*RECORDS FOR THE TASK*.

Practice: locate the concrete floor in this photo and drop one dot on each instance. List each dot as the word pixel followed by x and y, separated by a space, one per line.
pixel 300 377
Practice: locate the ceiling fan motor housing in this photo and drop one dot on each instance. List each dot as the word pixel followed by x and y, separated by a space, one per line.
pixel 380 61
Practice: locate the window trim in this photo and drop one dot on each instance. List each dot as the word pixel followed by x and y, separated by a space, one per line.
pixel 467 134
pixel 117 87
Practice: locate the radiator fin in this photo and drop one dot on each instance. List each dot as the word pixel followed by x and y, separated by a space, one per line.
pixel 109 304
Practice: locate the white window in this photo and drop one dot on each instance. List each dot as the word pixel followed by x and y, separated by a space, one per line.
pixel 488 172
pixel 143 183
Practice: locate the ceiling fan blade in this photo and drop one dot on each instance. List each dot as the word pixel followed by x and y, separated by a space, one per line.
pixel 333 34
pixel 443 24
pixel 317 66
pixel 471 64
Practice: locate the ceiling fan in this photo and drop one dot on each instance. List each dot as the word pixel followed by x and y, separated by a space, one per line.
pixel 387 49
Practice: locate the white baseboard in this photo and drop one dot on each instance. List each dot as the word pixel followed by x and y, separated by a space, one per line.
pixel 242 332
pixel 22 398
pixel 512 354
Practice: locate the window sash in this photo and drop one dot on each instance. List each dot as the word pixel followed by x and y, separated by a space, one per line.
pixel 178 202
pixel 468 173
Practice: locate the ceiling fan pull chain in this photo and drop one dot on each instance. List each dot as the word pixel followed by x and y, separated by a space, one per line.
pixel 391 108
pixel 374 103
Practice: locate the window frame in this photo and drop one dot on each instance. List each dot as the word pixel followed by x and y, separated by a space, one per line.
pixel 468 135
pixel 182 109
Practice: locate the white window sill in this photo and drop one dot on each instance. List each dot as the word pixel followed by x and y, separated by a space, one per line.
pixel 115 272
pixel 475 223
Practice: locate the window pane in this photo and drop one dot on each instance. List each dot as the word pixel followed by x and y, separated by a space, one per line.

*ACTION ITEM*. Transcribe the whole listing word for word.

*RESPONSE*.
Practice: locate the concrete floor in this photo and drop one dot on each instance. List each dot as the word pixel followed by x and y, separated by a space, one per line.
pixel 300 377
Practice: locate the ceiling fan motor housing in this photo and drop one dot on each instance. List each dot as the word pixel followed by x and y, separated by a space, one per line.
pixel 380 61
Practice: locate the window trim in this photo and drop one dot on each instance. List each dot as the word pixel followed by x and y, separated by a space, one per line.
pixel 467 134
pixel 117 87
Practice: locate the radiator fin in this photo and drop one dot on each instance. List each dot as the word pixel followed by x and y, separated by a space, one per line.
pixel 109 304
Practice: locate the white window in this photo and drop one dot on each instance. List each dot as the word pixel followed by x and y, separated by a space, one per line.
pixel 488 172
pixel 143 183
Practice: locate the ceiling fan blade in this photo and drop one dot on each instance. List each dot as the word pixel followed by x and y, separated by a space, one per line.
pixel 333 34
pixel 443 24
pixel 317 66
pixel 471 64
Practice: locate the ceiling fan in this photo and drop one dot on each instance. List each dot as the word pixel followed by x and y, separated by a space, one per line.
pixel 387 49
Practice: locate the white baseboard in this photo and drop one dot on each instance. List each dot as the word pixel followed by x and y, separated by a space, one per line.
pixel 242 332
pixel 22 398
pixel 512 354
Practice: locate the window sash in this photo and drop one dot on each instance. List each dot as the word pixel followed by x and y, separated by a space, one per line.
pixel 178 202
pixel 468 173
Practice: locate the ceiling fan pull chain in this photo and drop one dot on each instance. List each dot as the word pixel followed by x and y, separated by a space, one per line.
pixel 391 108
pixel 374 103
Practice: locate the window frame in this photo and drop one dot on each instance. List each dot as the word pixel followed by x and y, separated by a space, one per line.
pixel 468 135
pixel 182 109
Practice: locate the white window sill in this photo and drop one dot on each instance. List each dot as the word pixel followed by x and y, separated by a space, one per line.
pixel 115 272
pixel 475 223
Practice: locate the window pane in this photo and drop one dot on each instance. List each dot as the word pixel followed by x and y, separated by a space, one per line.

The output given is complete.